--- start of Selected extract ---
This is an 1846 Thomas G. Bradford map of Indiana. The map depicts the region from Illinois to Ohio and from Michigan and Lake Michigan to Kentucky. Highly detailed, each county is labeled and shaded a different color for easy differentiation. Numerous cities and towns are labeled, including Evansville, South Bend, Peru, Fort Wayne, and Indianapolis. Several railroads are illustrated, along with an extensive canal system, including the Wabash and Erie Canal.
The Wabash and Erie Canal
Extending from the banks of Lake Erie and Toledo, Ohio over 468 miles to Evansville, Indiana, on the Ohio River, the Wabash and Erie Canal was the longest fabricated structure in the United States and became part of the second-longest canal in the world. Construction of the Wabash and Erie Canal on February 22, 1832, with its grand opening celebrated on July 4, 1843. Due to Indiana's unique topography, engineering innovations were required to successfully complete the project, including swing bridges, systems of counterweights, tumbles, damns, locks, and the development of a concrete that would harden beneath water. A dam was built between 1838 and 1841along the Wabash River in Carrol County. A few local citizen blamed the dam for flooding in the area, took care of the 'problem' themselves by dynamiting the dam on February 9, 1881, destroying the canal boat river crossing, and ending Pittsburg, Indiana's economic boom. The Canal provided an economic boom all along its route, with taverns and other establishments springing up along its banks. Several other canals are also illustrated, including the incredible Indiana Central Canal, which was intended to connect the Wabash and Erie Canal to the Ohio River. Due to the Panic of 1837, however, the state of Indiana suffered financially and had to turn over the canal to its creditors, who stopped construction in 1839.
This map was engraved by George Boynton and published in the 1846 edition of Bradford and Goodrich's A Universal Illustrated Atlas.
CartographerS
Thomas Gamaliel Bradford (1802 - 1887) was born in Boston, Massachusetts, where he worked as an assistant editor for the Encyclopedia Americana. Bradford's first major cartographic work was his revision and subsequent republishing of an important French geography by Adrian Balbi, Abrege de Geographie published in America as Atlas Designed to Illustrate the Abridgment of Universal Geography, Modern and Ancient. Afterwards Bradford revised and expanded this work into his own important contributions to American cartography, the 1838 An Illustrated Atlas Geographical, Statistical and Historical of the United States and Adjacent Countries. Bradford's cartographic work is significant as among the first to record Texas as an independent nation. In his long career as a map publisher Bradford worked with William Davis Ticknor of Boston, Freeman Hunt of New York, Charles De Silver of Philadelphia, John Hinton, George Washington Boynton, and others. We have been able to discover little of Bradford's personal life. More by this mapmaker...
--- end of Selected extract ---
Task requirements.
Reproduce word for word the part of the map description above from "This is an 1846" to "and Erie Canal.".
--- start of Provided data ---
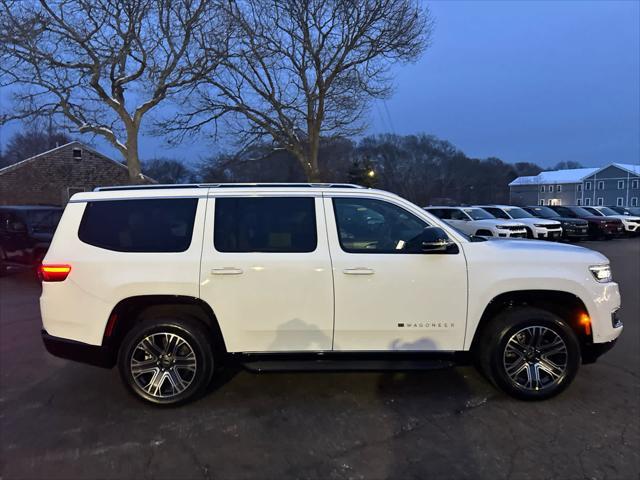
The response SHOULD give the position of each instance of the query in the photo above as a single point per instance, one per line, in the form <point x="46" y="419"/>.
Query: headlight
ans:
<point x="602" y="273"/>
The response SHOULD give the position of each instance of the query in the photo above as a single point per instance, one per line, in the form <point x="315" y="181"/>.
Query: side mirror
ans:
<point x="436" y="240"/>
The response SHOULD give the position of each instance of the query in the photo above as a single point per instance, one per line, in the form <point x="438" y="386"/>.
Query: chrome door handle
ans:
<point x="226" y="271"/>
<point x="358" y="271"/>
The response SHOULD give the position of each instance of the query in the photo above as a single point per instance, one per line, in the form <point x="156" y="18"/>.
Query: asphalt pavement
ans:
<point x="60" y="419"/>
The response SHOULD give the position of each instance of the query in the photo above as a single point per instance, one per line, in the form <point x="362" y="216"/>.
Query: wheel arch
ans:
<point x="131" y="310"/>
<point x="566" y="305"/>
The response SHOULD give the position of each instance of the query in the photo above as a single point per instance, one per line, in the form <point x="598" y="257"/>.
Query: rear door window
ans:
<point x="265" y="224"/>
<point x="158" y="225"/>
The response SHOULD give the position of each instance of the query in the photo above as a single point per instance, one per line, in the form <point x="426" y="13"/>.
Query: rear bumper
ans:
<point x="100" y="356"/>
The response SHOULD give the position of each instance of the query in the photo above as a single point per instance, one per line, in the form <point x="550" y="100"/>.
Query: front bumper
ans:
<point x="511" y="233"/>
<point x="548" y="234"/>
<point x="611" y="231"/>
<point x="100" y="356"/>
<point x="592" y="351"/>
<point x="574" y="231"/>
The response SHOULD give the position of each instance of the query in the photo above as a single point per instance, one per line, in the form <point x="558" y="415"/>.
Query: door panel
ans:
<point x="267" y="299"/>
<point x="396" y="301"/>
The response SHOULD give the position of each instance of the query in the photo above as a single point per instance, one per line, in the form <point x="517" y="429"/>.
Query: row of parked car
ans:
<point x="26" y="231"/>
<point x="556" y="222"/>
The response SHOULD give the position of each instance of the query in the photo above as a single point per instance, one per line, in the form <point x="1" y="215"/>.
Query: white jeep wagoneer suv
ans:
<point x="171" y="282"/>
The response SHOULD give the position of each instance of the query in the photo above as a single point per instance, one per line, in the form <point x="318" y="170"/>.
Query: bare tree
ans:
<point x="301" y="70"/>
<point x="103" y="64"/>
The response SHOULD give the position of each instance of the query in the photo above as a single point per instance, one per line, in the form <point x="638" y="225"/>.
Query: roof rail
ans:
<point x="227" y="185"/>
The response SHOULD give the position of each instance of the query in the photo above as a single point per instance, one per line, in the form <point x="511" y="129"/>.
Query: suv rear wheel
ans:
<point x="166" y="361"/>
<point x="530" y="353"/>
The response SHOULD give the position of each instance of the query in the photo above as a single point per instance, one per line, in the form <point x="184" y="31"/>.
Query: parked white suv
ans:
<point x="631" y="222"/>
<point x="170" y="283"/>
<point x="476" y="221"/>
<point x="539" y="228"/>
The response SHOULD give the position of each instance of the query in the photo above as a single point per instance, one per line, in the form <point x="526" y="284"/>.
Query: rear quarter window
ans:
<point x="158" y="225"/>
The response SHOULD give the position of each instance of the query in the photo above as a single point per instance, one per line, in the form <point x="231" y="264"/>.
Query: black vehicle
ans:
<point x="573" y="229"/>
<point x="25" y="234"/>
<point x="634" y="211"/>
<point x="599" y="227"/>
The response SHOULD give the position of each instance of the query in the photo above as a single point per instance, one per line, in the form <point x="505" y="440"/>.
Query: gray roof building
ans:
<point x="52" y="177"/>
<point x="613" y="184"/>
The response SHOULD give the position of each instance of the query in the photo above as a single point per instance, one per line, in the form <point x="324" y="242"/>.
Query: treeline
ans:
<point x="422" y="168"/>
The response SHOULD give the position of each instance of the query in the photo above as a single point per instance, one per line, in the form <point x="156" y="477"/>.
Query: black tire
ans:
<point x="198" y="347"/>
<point x="492" y="352"/>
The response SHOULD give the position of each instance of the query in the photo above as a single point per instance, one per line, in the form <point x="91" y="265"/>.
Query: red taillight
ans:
<point x="54" y="273"/>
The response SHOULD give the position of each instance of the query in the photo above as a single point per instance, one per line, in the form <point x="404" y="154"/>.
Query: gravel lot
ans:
<point x="60" y="419"/>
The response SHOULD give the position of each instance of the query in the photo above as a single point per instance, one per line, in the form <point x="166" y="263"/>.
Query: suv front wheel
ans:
<point x="530" y="353"/>
<point x="166" y="361"/>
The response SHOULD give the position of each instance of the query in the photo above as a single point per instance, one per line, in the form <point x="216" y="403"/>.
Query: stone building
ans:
<point x="52" y="177"/>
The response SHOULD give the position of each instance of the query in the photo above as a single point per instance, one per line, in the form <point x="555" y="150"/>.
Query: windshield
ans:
<point x="607" y="211"/>
<point x="43" y="220"/>
<point x="544" y="212"/>
<point x="478" y="214"/>
<point x="518" y="213"/>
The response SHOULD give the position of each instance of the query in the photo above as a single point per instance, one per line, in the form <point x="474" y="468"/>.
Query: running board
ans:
<point x="327" y="365"/>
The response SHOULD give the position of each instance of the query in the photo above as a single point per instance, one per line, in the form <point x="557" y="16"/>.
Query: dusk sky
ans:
<point x="522" y="81"/>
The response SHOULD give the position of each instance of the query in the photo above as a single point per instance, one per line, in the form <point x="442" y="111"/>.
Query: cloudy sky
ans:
<point x="523" y="81"/>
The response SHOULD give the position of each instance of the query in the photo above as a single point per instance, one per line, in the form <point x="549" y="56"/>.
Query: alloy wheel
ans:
<point x="163" y="365"/>
<point x="535" y="358"/>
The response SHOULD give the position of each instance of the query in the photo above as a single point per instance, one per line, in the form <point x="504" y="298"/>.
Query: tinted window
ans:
<point x="374" y="226"/>
<point x="268" y="224"/>
<point x="544" y="212"/>
<point x="44" y="220"/>
<point x="458" y="215"/>
<point x="440" y="213"/>
<point x="478" y="214"/>
<point x="496" y="212"/>
<point x="161" y="225"/>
--- end of Provided data ---
Output.
This is an 1846 Thomas G. Bradford map of Indiana. The map depicts the region from Illinois to Ohio and from Michigan and Lake Michigan to Kentucky. Highly detailed, each county is labeled and shaded a different color for easy differentiation. Numerous cities and towns are labeled, including Evansville, South Bend, Peru, Fort Wayne, and Indianapolis. Several railroads are illustrated, along with an extensive canal system, including the Wabash and Erie Canal.